Given problem: Copy the listing below from the line with "Where can the black" through the end, changing "parked car" to "parked van" and leaving everything else as it is.

───

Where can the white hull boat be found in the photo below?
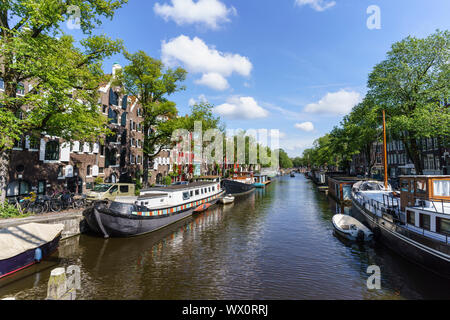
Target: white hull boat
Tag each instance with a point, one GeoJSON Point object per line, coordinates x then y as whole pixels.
{"type": "Point", "coordinates": [227, 200]}
{"type": "Point", "coordinates": [351, 228]}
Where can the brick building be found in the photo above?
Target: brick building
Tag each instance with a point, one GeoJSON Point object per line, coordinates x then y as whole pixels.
{"type": "Point", "coordinates": [49, 163]}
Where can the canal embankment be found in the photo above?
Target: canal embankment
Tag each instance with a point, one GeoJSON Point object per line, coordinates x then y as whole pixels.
{"type": "Point", "coordinates": [73, 222]}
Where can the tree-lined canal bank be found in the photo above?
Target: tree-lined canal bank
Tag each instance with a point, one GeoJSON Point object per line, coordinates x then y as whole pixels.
{"type": "Point", "coordinates": [276, 243]}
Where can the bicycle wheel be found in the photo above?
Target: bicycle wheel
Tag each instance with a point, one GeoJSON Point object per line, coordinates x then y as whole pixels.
{"type": "Point", "coordinates": [55, 206]}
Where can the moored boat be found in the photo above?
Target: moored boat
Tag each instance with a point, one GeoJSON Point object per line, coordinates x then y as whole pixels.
{"type": "Point", "coordinates": [416, 225]}
{"type": "Point", "coordinates": [351, 228]}
{"type": "Point", "coordinates": [27, 244]}
{"type": "Point", "coordinates": [227, 199]}
{"type": "Point", "coordinates": [203, 208]}
{"type": "Point", "coordinates": [241, 183]}
{"type": "Point", "coordinates": [152, 210]}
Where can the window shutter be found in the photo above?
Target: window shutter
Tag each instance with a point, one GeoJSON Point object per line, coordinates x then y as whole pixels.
{"type": "Point", "coordinates": [65, 152]}
{"type": "Point", "coordinates": [95, 171]}
{"type": "Point", "coordinates": [42, 150]}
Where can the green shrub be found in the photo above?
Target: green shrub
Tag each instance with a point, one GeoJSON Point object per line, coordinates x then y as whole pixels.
{"type": "Point", "coordinates": [167, 181]}
{"type": "Point", "coordinates": [10, 211]}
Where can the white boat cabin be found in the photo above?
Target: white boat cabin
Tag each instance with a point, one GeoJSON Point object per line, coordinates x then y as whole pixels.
{"type": "Point", "coordinates": [175, 195]}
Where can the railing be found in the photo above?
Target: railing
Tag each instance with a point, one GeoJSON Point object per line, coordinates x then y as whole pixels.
{"type": "Point", "coordinates": [403, 227]}
{"type": "Point", "coordinates": [441, 201]}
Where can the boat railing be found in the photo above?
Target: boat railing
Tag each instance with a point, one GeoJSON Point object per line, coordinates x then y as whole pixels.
{"type": "Point", "coordinates": [401, 226]}
{"type": "Point", "coordinates": [436, 203]}
{"type": "Point", "coordinates": [426, 233]}
{"type": "Point", "coordinates": [390, 205]}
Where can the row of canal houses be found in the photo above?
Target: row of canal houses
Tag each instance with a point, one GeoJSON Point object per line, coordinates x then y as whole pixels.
{"type": "Point", "coordinates": [48, 163]}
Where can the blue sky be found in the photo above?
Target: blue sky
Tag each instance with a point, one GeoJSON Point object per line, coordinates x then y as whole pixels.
{"type": "Point", "coordinates": [293, 65]}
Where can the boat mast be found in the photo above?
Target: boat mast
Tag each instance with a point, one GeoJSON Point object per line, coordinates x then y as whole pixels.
{"type": "Point", "coordinates": [385, 152]}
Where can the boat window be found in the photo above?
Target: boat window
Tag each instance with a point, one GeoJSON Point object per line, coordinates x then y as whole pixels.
{"type": "Point", "coordinates": [425, 221]}
{"type": "Point", "coordinates": [404, 185]}
{"type": "Point", "coordinates": [411, 217]}
{"type": "Point", "coordinates": [441, 188]}
{"type": "Point", "coordinates": [443, 226]}
{"type": "Point", "coordinates": [421, 187]}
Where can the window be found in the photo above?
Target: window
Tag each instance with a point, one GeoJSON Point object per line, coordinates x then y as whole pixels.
{"type": "Point", "coordinates": [61, 172]}
{"type": "Point", "coordinates": [124, 102]}
{"type": "Point", "coordinates": [421, 187]}
{"type": "Point", "coordinates": [425, 221]}
{"type": "Point", "coordinates": [21, 89]}
{"type": "Point", "coordinates": [441, 188]}
{"type": "Point", "coordinates": [113, 98]}
{"type": "Point", "coordinates": [112, 116]}
{"type": "Point", "coordinates": [404, 185]}
{"type": "Point", "coordinates": [443, 226]}
{"type": "Point", "coordinates": [52, 151]}
{"type": "Point", "coordinates": [411, 217]}
{"type": "Point", "coordinates": [123, 120]}
{"type": "Point", "coordinates": [18, 188]}
{"type": "Point", "coordinates": [34, 143]}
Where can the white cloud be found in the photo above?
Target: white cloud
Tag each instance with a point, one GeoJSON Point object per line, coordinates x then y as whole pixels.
{"type": "Point", "coordinates": [214, 81]}
{"type": "Point", "coordinates": [197, 57]}
{"type": "Point", "coordinates": [210, 13]}
{"type": "Point", "coordinates": [340, 103]}
{"type": "Point", "coordinates": [241, 108]}
{"type": "Point", "coordinates": [305, 126]}
{"type": "Point", "coordinates": [318, 5]}
{"type": "Point", "coordinates": [201, 99]}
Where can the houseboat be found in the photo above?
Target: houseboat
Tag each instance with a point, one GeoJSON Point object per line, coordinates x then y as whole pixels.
{"type": "Point", "coordinates": [152, 210]}
{"type": "Point", "coordinates": [261, 180]}
{"type": "Point", "coordinates": [340, 188]}
{"type": "Point", "coordinates": [240, 183]}
{"type": "Point", "coordinates": [414, 223]}
{"type": "Point", "coordinates": [25, 245]}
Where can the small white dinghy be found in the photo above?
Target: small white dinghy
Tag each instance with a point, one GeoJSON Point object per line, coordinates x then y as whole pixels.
{"type": "Point", "coordinates": [351, 228]}
{"type": "Point", "coordinates": [227, 199]}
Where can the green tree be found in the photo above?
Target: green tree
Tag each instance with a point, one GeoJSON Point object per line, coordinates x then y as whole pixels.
{"type": "Point", "coordinates": [65, 75]}
{"type": "Point", "coordinates": [285, 161]}
{"type": "Point", "coordinates": [412, 86]}
{"type": "Point", "coordinates": [146, 79]}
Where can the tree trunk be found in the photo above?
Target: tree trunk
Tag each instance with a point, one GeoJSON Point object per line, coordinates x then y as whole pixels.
{"type": "Point", "coordinates": [5, 157]}
{"type": "Point", "coordinates": [146, 158]}
{"type": "Point", "coordinates": [413, 152]}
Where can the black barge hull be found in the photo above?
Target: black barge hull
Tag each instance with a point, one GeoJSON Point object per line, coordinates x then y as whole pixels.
{"type": "Point", "coordinates": [429, 254]}
{"type": "Point", "coordinates": [237, 188]}
{"type": "Point", "coordinates": [120, 222]}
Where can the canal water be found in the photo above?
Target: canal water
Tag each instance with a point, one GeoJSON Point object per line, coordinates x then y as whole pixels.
{"type": "Point", "coordinates": [276, 243]}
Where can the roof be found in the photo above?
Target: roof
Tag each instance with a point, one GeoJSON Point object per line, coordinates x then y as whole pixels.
{"type": "Point", "coordinates": [174, 188]}
{"type": "Point", "coordinates": [426, 176]}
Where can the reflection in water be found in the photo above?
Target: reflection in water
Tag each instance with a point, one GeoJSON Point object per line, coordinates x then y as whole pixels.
{"type": "Point", "coordinates": [277, 243]}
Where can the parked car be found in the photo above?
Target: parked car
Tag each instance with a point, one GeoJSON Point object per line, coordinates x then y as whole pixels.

───

Solution below:
Where can the black barge hull be found in the photo above?
Target: black barge hull
Tag each instance with a point, one GeoJSON Point object per line, coordinates x then y as whole pixels.
{"type": "Point", "coordinates": [429, 254]}
{"type": "Point", "coordinates": [237, 188]}
{"type": "Point", "coordinates": [120, 222]}
Where can the canal water be found in the photo above?
Target: canal water
Tag each instance with a point, one GeoJSON Point object per line, coordinates x then y as whole pixels.
{"type": "Point", "coordinates": [276, 243]}
Where can the roof be found in the photo above?
Target: roof
Tag each instance with a point, one GeoJSON Point object per line, coordinates x then y as whole pixels.
{"type": "Point", "coordinates": [174, 188]}
{"type": "Point", "coordinates": [426, 176]}
Where can the reflection in water be found in the photo above?
Target: reflection in water
Tag each instance with a point, one GeoJSON Point object per line, coordinates x then y as whole pixels.
{"type": "Point", "coordinates": [277, 243]}
Where can the parked van be found in the photo above?
Target: parked van
Tag each instance with a point, one GeoJSON Point object per line, coordinates x then y as whole pixels.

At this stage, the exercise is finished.